Chibuike Rotimi Amaechi (born 27 May 1965) is a Nigerian politician, he served as the Federal Minister of Transportation of Nigeria from 2015 to 2022 under the cabinet of President Muhammadu Buhari. He resigned to contest for Nigeria's presidency under the ruling All Progressive Congress (APC). He previously served as governor of oil-rich Rivers State from 2007 to 2015 and Speaker of the Rivers State House of Assembly from 1999 to 2007. On 9 April 2022, Amaechi declared his interest to contest in the Presidential election in 2023, he came second in the APC presidential primaries held in June 2022 behind Bola Tinubu with 316 votes from the delegates.

Background
Amaechi was born in Ubima, Ikwerre Local Government Area of Rivers State to the family of the late Elder Fidelis Amaechi and Mary Amaechi. His first and last names are Igbo  meaning “God is strength or power” and “who knows tomorrow” respectively. He was raised in Diobu, a densely populated neighbourhood in Port Harcourt.

He had his early education at St Theresa's Primary School from 1970 to 1976. He earned his West African Senior School Certificate in 1982 after attending Government Secondary School Okolobiri. Amaechi received a Bachelor of Arts degree (Honours) in English Studies and Literature from the University of Port Harcourt in 1987, where he was the President of the National Union of Rivers State Students (NURSS).

He completed the mandatory National Youth Service Corps in 1988, and thereafter joined Pamo Clinics and Hospitals Limited owned by Peter Odili, where he worked until 1992. He also a director of several companies, including West Africa Glass Industry Limited and Risonpalm Nigeria Limited.

On November 19th 2022, Amaechi announced on his Twitter handle that he is a certified graduate of Law alongside pictures of his convocation.

Early political career
During the transition to the Third Nigerian Republic, Amaechi was Secretary of the National Republican Convention in Ikwerre Local Government Area of Rivers State. Between 1992 and 1994, he was Special Assistant to the Deputy Governor of Rivers State, Peter Odili  –  his boss believed in Amaechi as a young man with potential in politics, and brought him under his wing. In 1996, he was the Rivers State's Secretary of the Democratic Party of Nigeria (DPN) caretaker committee during the transition programme of General Sani Abacha.

Rivers State House of Assembly (1999–2007) 

In 1999, he contested and won a seat to become a member of the Rivers State House of Assembly to represent his constituency. He was subsequently elected as the Speaker of the House of Assembly. Amaechi was elected the Chairman of Nigeria's Conference of Speakers of State Assemblies. In May 2003, he was re-elected as the Speaker. In 2003, when the National Assembly moved to hijack the legislative functions of the State House of Assembly as enshrined in the constitution, he and his colleagues took the matter to Supreme Court.

As speaker, Amaechi used his close working relationship with Governor Peter Odili to increase the harmonious relationship between the Executive and Legislative arms of government in Rivers State, until when Rotimi Amaechi launched a campaign against the State Government, and verbally attacked the image of the State Governor, in an effort to succeed Peter Odili as governor in 2007.

Natural language descriptions of regions:
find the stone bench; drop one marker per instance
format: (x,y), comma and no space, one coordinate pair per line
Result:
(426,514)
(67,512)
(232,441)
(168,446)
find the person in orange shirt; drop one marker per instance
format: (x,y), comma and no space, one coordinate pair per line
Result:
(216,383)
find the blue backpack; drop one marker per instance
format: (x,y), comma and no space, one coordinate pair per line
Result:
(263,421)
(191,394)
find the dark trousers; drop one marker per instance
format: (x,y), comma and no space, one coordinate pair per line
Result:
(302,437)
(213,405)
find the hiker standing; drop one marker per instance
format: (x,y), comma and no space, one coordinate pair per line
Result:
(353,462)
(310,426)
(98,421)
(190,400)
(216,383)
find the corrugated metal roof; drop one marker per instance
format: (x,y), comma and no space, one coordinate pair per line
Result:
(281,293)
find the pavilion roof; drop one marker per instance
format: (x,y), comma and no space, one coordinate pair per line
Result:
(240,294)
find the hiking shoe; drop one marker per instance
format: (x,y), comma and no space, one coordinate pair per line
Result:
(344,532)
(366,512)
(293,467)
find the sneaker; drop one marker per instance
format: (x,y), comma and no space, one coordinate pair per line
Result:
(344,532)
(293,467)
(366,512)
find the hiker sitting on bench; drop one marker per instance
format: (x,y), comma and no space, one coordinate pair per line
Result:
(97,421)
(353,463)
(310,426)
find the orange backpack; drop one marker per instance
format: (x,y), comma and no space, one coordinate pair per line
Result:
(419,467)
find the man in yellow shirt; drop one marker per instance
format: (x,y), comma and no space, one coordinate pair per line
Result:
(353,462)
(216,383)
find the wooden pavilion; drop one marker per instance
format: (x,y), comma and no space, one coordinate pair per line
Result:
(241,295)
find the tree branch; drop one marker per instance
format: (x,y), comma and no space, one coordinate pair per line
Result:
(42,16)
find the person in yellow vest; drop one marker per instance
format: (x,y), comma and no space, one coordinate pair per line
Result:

Tasks to perform:
[1] Answer these questions from the Amaechi biography, one per line:
(a) During which years did he serve as Federal Minister of Transportation?
(b) What degree did he receive from the University of Port Harcourt, and in what year?
(c) Whom did he serve as Special Assistant between 1992 and 1994?
[2] Extract the stretch of the Amaechi biography from "Early political career" through "General Sani Abacha.".
These lines have no connection to the Amaechi biography.

Answers by item:
[1]
(a) 2015 to 2022
(b) A Bachelor of Arts degree (Honours) in English Studies and Literature, in 1987
(c) Peter Odili, the Deputy Governor of Rivers State

[2]
Early political career
During the transition to the Third Nigerian Republic, Amaechi was Secretary of the National Republican Convention in Ikwerre Local Government Area of Rivers State. Between 1992 and 1994, he was Special Assistant to the Deputy Governor of Rivers State, Peter Odili  –  his boss believed in Amaechi as a young man with potential in politics, and brought him under his wing. In 1996, he was the Rivers State's Secretary of the Democratic Party of Nigeria (DPN) caretaker committee during the transition programme of General Sani Abacha.